### [Data records]
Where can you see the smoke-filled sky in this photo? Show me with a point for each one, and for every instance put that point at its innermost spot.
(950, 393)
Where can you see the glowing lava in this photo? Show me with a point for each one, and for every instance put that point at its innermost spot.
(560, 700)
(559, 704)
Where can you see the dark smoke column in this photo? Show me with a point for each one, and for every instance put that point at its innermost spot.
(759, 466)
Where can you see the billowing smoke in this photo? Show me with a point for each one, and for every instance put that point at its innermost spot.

### [Brief]
Everything from the line containing "Where can you see the dark" to the bottom of the listing is to be set down exactly; leave out all other lines.

### [Written solution]
Where can you see the dark smoke column in this photo? Show me with a point for each one, and for every instance put that point at its innermost spot.
(759, 466)
Where can you see the billowing smoke in this photo? Show me with a point for each one, and for every instance put that point at its innermost spot.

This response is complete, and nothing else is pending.